#### Required task
Copy out the material below word for word, from the line containing "the white oval" through the end of the material. Leave the pictures out.

— Start of Excerpted data —

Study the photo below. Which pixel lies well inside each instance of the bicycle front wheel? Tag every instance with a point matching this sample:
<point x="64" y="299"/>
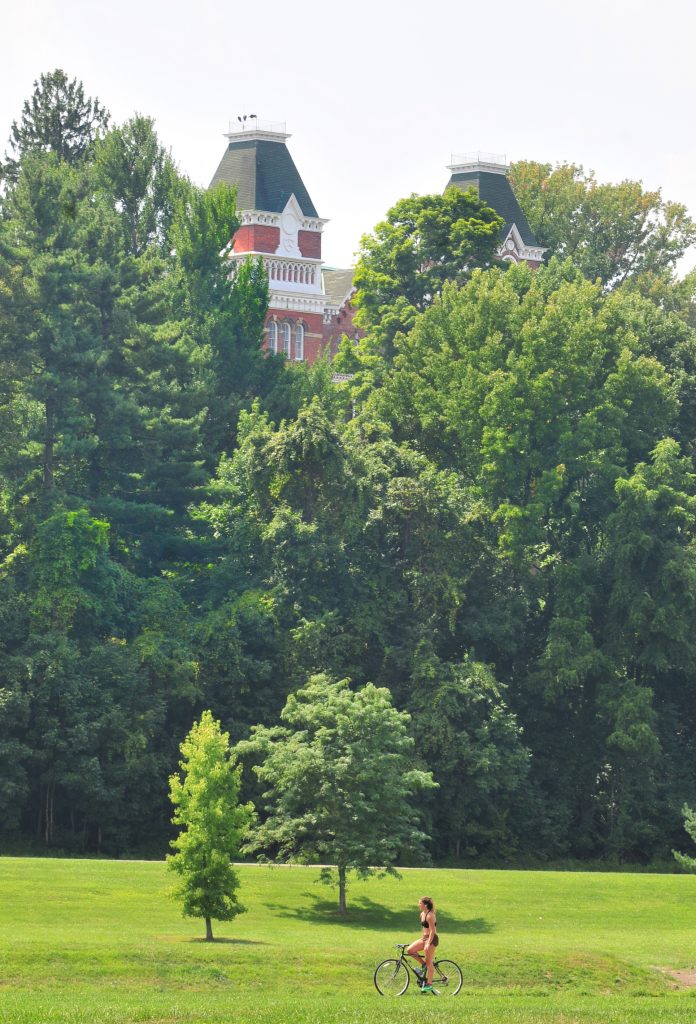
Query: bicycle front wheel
<point x="446" y="978"/>
<point x="391" y="978"/>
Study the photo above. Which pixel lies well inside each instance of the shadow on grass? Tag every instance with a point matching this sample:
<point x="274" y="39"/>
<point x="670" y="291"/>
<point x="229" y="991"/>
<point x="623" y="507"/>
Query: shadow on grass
<point x="365" y="912"/>
<point x="229" y="942"/>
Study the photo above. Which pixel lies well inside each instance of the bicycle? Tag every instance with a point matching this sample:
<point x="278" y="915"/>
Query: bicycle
<point x="393" y="976"/>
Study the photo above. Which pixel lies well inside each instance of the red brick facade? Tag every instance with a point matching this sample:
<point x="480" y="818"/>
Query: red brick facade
<point x="256" y="239"/>
<point x="340" y="324"/>
<point x="300" y="336"/>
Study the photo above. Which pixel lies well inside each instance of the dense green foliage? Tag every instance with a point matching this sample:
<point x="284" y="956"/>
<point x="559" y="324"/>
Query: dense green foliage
<point x="97" y="942"/>
<point x="493" y="519"/>
<point x="212" y="824"/>
<point x="340" y="785"/>
<point x="611" y="231"/>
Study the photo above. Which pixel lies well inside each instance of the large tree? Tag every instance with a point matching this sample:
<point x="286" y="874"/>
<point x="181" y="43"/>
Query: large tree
<point x="340" y="781"/>
<point x="58" y="119"/>
<point x="423" y="242"/>
<point x="213" y="823"/>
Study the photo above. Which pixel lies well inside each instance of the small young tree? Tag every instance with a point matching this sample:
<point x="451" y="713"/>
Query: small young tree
<point x="206" y="806"/>
<point x="340" y="780"/>
<point x="687" y="862"/>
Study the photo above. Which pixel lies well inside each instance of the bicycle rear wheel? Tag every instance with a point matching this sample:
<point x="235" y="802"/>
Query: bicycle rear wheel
<point x="446" y="978"/>
<point x="391" y="978"/>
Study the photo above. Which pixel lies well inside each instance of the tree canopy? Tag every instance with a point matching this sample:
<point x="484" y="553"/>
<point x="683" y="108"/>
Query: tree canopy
<point x="340" y="783"/>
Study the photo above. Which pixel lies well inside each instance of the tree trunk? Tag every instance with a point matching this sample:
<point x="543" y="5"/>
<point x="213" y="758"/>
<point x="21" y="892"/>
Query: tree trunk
<point x="342" y="889"/>
<point x="49" y="441"/>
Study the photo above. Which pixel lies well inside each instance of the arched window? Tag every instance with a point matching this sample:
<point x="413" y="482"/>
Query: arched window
<point x="285" y="334"/>
<point x="299" y="341"/>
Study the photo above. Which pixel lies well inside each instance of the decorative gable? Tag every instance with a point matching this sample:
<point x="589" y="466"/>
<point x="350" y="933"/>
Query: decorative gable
<point x="291" y="222"/>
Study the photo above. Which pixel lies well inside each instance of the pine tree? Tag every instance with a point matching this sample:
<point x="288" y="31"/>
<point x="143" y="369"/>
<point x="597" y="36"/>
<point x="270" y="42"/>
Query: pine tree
<point x="57" y="119"/>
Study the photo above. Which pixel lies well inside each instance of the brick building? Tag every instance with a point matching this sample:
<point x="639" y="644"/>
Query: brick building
<point x="310" y="305"/>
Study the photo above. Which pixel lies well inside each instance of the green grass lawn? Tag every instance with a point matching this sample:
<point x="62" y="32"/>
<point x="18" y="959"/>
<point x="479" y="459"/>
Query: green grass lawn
<point x="99" y="942"/>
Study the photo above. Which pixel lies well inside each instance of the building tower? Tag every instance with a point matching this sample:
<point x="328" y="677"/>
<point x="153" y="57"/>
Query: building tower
<point x="279" y="223"/>
<point x="487" y="173"/>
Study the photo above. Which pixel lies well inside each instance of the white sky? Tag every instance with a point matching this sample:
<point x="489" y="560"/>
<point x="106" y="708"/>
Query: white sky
<point x="378" y="95"/>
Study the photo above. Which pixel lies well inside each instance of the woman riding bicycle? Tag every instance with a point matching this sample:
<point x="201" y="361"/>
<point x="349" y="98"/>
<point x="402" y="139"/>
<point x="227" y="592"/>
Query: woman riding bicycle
<point x="428" y="941"/>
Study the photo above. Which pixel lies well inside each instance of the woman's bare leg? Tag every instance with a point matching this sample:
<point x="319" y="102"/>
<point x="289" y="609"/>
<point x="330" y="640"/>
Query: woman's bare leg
<point x="430" y="970"/>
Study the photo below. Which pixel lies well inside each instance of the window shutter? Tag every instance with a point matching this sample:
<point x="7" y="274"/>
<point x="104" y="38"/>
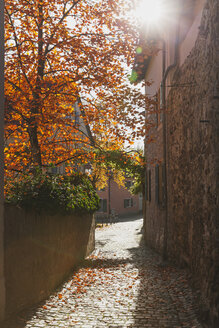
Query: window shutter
<point x="164" y="185"/>
<point x="146" y="186"/>
<point x="104" y="205"/>
<point x="149" y="185"/>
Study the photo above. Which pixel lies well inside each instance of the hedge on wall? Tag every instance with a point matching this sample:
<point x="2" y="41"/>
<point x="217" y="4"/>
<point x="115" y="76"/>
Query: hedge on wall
<point x="53" y="193"/>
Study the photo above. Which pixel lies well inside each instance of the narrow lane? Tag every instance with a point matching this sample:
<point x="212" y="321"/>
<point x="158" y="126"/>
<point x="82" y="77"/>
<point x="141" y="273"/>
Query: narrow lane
<point x="122" y="284"/>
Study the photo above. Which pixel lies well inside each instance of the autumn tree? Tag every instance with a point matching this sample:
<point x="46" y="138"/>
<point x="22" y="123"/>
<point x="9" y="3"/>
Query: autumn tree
<point x="58" y="54"/>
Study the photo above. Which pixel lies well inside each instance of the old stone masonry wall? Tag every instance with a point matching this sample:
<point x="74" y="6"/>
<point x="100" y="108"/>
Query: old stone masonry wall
<point x="193" y="163"/>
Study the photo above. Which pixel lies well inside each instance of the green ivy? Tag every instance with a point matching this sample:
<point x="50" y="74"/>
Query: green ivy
<point x="54" y="193"/>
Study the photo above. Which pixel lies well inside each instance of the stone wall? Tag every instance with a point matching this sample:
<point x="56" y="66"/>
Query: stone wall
<point x="154" y="216"/>
<point x="40" y="251"/>
<point x="193" y="164"/>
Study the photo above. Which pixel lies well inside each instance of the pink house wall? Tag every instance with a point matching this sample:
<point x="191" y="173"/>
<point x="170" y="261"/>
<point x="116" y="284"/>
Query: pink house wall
<point x="117" y="196"/>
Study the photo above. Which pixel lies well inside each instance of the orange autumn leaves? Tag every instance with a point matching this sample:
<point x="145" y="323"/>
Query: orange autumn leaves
<point x="58" y="54"/>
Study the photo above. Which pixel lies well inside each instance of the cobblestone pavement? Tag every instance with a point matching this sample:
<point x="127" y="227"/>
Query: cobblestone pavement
<point x="122" y="284"/>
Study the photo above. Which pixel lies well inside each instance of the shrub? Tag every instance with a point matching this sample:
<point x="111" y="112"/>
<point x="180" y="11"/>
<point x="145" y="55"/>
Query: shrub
<point x="54" y="193"/>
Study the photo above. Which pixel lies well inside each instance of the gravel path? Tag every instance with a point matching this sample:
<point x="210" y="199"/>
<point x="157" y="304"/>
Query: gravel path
<point x="122" y="284"/>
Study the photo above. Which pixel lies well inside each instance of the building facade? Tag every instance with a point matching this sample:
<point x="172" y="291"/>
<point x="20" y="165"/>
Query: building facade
<point x="118" y="200"/>
<point x="181" y="219"/>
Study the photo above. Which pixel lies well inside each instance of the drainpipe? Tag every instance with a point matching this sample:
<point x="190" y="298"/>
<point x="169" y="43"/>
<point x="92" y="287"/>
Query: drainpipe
<point x="2" y="280"/>
<point x="165" y="72"/>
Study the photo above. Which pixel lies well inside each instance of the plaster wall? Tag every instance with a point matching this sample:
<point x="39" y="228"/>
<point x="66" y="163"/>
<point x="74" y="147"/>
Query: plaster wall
<point x="40" y="252"/>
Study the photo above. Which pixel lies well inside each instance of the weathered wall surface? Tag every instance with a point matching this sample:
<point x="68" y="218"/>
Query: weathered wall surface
<point x="155" y="213"/>
<point x="193" y="163"/>
<point x="40" y="251"/>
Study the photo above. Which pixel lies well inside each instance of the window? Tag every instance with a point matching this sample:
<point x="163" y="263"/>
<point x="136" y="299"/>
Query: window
<point x="128" y="184"/>
<point x="128" y="202"/>
<point x="76" y="114"/>
<point x="160" y="184"/>
<point x="103" y="205"/>
<point x="148" y="185"/>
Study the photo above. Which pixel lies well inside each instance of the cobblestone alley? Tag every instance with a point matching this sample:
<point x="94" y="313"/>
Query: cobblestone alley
<point x="122" y="284"/>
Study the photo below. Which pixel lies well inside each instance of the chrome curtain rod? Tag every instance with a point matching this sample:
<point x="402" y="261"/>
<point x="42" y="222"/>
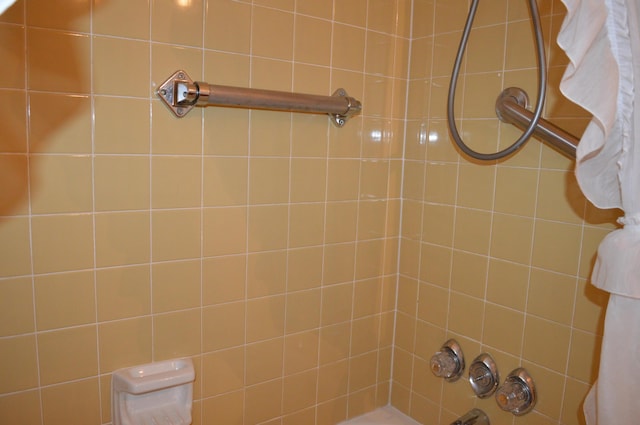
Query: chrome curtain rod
<point x="511" y="108"/>
<point x="180" y="93"/>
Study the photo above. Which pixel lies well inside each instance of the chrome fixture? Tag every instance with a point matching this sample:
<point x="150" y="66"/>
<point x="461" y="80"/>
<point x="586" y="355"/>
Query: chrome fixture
<point x="473" y="417"/>
<point x="511" y="108"/>
<point x="483" y="376"/>
<point x="518" y="393"/>
<point x="448" y="363"/>
<point x="180" y="93"/>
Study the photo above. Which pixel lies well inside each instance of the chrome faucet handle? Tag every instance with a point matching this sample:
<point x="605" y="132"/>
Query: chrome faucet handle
<point x="448" y="363"/>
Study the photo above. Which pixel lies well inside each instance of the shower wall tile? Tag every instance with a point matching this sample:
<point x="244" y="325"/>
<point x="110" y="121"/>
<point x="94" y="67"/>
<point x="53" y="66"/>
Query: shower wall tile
<point x="14" y="48"/>
<point x="76" y="307"/>
<point x="58" y="61"/>
<point x="74" y="16"/>
<point x="130" y="236"/>
<point x="121" y="18"/>
<point x="506" y="249"/>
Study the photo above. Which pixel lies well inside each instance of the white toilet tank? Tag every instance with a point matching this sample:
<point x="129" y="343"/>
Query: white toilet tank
<point x="156" y="393"/>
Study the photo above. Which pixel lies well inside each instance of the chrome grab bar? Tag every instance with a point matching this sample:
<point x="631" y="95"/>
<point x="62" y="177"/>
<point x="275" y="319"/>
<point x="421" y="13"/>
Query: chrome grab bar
<point x="180" y="93"/>
<point x="511" y="108"/>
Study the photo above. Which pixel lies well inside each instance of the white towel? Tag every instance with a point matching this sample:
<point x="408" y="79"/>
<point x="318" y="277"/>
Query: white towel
<point x="5" y="4"/>
<point x="602" y="40"/>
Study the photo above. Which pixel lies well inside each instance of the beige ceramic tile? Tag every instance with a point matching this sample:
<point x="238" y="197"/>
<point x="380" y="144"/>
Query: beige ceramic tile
<point x="16" y="306"/>
<point x="348" y="55"/>
<point x="463" y="307"/>
<point x="340" y="221"/>
<point x="14" y="125"/>
<point x="218" y="337"/>
<point x="304" y="268"/>
<point x="176" y="285"/>
<point x="301" y="352"/>
<point x="228" y="408"/>
<point x="121" y="182"/>
<point x="225" y="231"/>
<point x="380" y="54"/>
<point x="121" y="18"/>
<point x="176" y="181"/>
<point x="266" y="273"/>
<point x="223" y="371"/>
<point x="13" y="49"/>
<point x="472" y="230"/>
<point x="516" y="190"/>
<point x="440" y="183"/>
<point x="271" y="33"/>
<point x="228" y="26"/>
<point x="584" y="358"/>
<point x="67" y="354"/>
<point x="61" y="184"/>
<point x="166" y="130"/>
<point x="306" y="225"/>
<point x="73" y="16"/>
<point x="123" y="292"/>
<point x="176" y="334"/>
<point x="557" y="246"/>
<point x="476" y="186"/>
<point x="308" y="180"/>
<point x="22" y="408"/>
<point x="268" y="180"/>
<point x="264" y="361"/>
<point x="121" y="125"/>
<point x="351" y="12"/>
<point x="537" y="334"/>
<point x="122" y="238"/>
<point x="507" y="284"/>
<point x="299" y="391"/>
<point x="177" y="22"/>
<point x="503" y="328"/>
<point x="302" y="311"/>
<point x="73" y="232"/>
<point x="312" y="40"/>
<point x="551" y="296"/>
<point x="559" y="197"/>
<point x="15" y="258"/>
<point x="511" y="238"/>
<point x="64" y="299"/>
<point x="268" y="227"/>
<point x="20" y="368"/>
<point x="176" y="234"/>
<point x="263" y="401"/>
<point x="110" y="56"/>
<point x="485" y="50"/>
<point x="124" y="343"/>
<point x="590" y="309"/>
<point x="362" y="371"/>
<point x="435" y="264"/>
<point x="224" y="181"/>
<point x="370" y="256"/>
<point x="265" y="318"/>
<point x="469" y="273"/>
<point x="70" y="402"/>
<point x="223" y="279"/>
<point x="15" y="13"/>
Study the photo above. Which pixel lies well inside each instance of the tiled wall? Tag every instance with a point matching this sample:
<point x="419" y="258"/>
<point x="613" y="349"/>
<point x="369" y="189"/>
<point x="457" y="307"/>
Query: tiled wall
<point x="263" y="245"/>
<point x="497" y="256"/>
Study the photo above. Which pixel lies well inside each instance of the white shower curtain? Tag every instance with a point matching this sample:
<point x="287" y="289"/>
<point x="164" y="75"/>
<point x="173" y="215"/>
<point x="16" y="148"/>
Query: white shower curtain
<point x="602" y="40"/>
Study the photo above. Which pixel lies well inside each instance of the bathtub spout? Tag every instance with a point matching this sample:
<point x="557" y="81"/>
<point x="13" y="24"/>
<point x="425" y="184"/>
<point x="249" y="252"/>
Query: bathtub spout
<point x="473" y="417"/>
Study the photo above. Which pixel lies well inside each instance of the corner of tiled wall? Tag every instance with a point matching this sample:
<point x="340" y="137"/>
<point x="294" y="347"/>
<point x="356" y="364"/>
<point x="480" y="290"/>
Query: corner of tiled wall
<point x="263" y="245"/>
<point x="497" y="255"/>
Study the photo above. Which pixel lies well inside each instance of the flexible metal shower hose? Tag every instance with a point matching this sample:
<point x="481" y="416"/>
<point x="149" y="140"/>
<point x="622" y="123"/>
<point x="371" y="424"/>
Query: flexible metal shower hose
<point x="542" y="83"/>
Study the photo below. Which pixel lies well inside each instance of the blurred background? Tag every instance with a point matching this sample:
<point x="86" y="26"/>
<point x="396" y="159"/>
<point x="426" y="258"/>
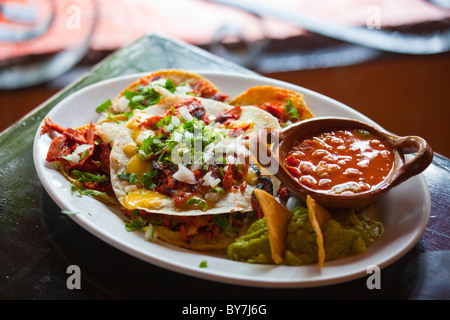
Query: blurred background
<point x="388" y="59"/>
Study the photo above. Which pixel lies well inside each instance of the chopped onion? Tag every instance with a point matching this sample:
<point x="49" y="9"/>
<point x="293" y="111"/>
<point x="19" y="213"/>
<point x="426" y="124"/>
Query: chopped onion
<point x="185" y="114"/>
<point x="150" y="233"/>
<point x="208" y="179"/>
<point x="184" y="175"/>
<point x="82" y="148"/>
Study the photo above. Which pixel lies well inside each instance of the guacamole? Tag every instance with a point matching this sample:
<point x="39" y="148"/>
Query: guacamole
<point x="346" y="234"/>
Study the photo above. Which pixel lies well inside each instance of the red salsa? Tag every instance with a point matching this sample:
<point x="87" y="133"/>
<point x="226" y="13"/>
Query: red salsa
<point x="340" y="161"/>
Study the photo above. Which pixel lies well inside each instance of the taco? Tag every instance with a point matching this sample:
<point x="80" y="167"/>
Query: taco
<point x="184" y="166"/>
<point x="286" y="105"/>
<point x="153" y="88"/>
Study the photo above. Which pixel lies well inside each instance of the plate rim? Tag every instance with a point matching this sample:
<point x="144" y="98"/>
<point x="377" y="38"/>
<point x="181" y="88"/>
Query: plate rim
<point x="204" y="273"/>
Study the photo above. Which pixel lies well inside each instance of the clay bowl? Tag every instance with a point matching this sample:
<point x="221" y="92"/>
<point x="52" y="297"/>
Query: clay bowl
<point x="282" y="141"/>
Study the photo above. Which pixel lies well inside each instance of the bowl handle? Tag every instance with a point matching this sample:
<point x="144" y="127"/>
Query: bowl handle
<point x="416" y="165"/>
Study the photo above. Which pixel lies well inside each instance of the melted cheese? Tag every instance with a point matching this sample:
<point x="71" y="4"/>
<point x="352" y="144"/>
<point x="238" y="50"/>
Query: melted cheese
<point x="143" y="199"/>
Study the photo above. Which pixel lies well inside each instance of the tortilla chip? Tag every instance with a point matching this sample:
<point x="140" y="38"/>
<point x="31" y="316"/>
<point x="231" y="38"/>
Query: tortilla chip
<point x="277" y="219"/>
<point x="318" y="216"/>
<point x="278" y="97"/>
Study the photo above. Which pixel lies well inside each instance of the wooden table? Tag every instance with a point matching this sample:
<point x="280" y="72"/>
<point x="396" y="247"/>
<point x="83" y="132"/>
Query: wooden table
<point x="38" y="243"/>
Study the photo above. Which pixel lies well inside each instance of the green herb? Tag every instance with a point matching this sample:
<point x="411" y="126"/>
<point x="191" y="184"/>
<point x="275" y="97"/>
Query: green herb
<point x="92" y="193"/>
<point x="86" y="177"/>
<point x="170" y="86"/>
<point x="145" y="179"/>
<point x="104" y="106"/>
<point x="198" y="203"/>
<point x="291" y="111"/>
<point x="132" y="178"/>
<point x="223" y="223"/>
<point x="136" y="223"/>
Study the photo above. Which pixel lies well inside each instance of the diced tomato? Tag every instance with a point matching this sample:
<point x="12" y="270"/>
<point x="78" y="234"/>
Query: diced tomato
<point x="294" y="171"/>
<point x="229" y="114"/>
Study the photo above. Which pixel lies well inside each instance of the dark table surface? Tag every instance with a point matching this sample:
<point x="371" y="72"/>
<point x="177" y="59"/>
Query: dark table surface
<point x="38" y="243"/>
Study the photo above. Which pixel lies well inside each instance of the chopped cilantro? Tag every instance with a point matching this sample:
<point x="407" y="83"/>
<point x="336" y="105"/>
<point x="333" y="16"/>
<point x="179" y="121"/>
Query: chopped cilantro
<point x="291" y="111"/>
<point x="170" y="86"/>
<point x="104" y="106"/>
<point x="223" y="223"/>
<point x="136" y="223"/>
<point x="198" y="203"/>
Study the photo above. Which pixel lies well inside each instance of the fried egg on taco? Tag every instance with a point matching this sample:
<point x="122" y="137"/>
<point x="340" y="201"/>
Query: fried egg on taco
<point x="286" y="105"/>
<point x="184" y="165"/>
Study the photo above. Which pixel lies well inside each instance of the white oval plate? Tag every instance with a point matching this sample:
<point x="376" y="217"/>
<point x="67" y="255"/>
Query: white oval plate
<point x="404" y="211"/>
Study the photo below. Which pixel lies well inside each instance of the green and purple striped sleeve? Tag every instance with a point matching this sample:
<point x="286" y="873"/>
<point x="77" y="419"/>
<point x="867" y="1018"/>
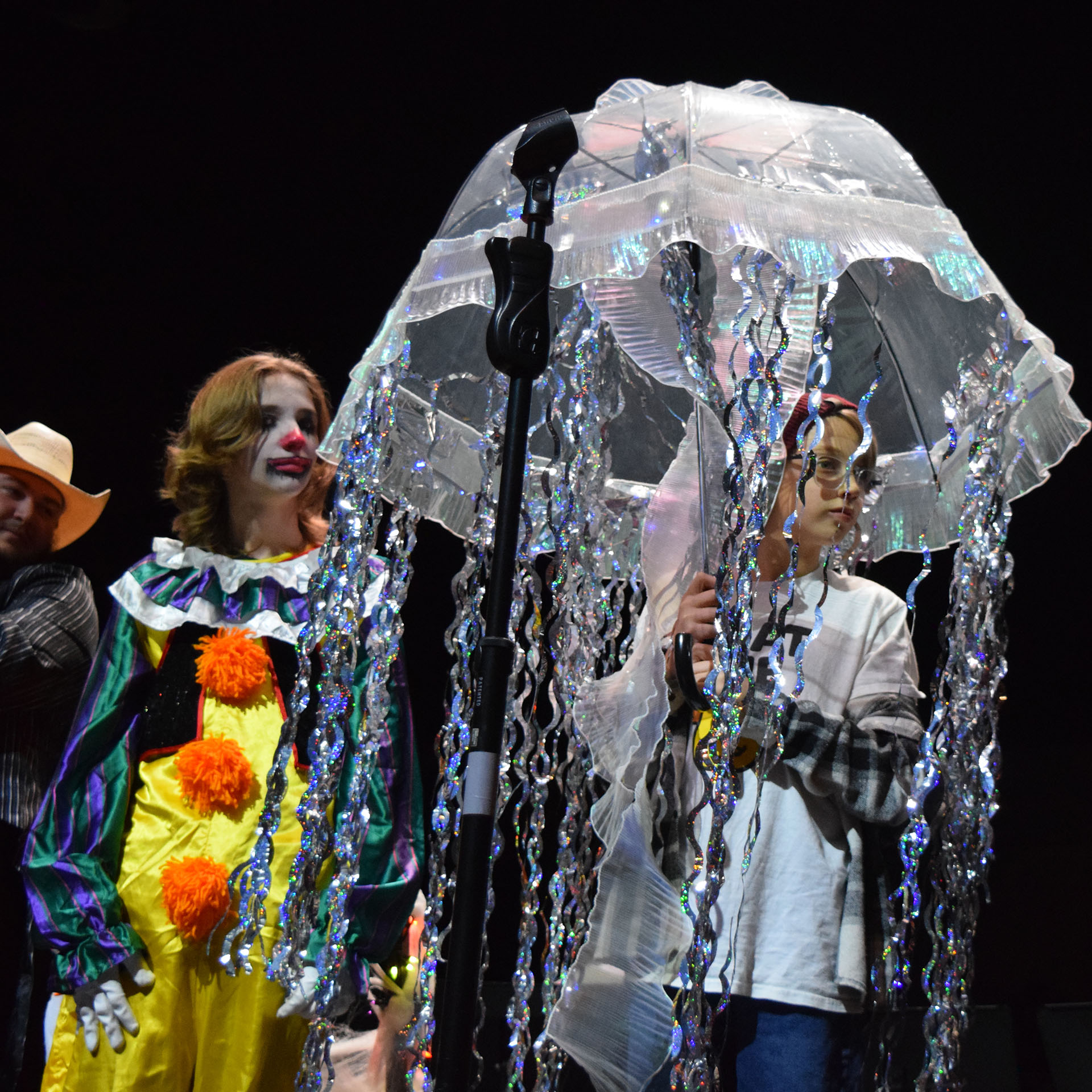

— End of Excerpted data —

#### Solution to the exercise
Study the photo above. Which pixel lies well inside each instance of the white oval plate? Tag every instance with a point matching this sample:
<point x="376" y="217"/>
<point x="67" y="255"/>
Query: white oval plate
<point x="404" y="211"/>
Study the photo below. Which pixel lies well inside each instance of the green and purple striped sleeve? Tag every instance with a point matching this sample:
<point x="286" y="873"/>
<point x="77" y="419"/>
<point x="867" y="1018"/>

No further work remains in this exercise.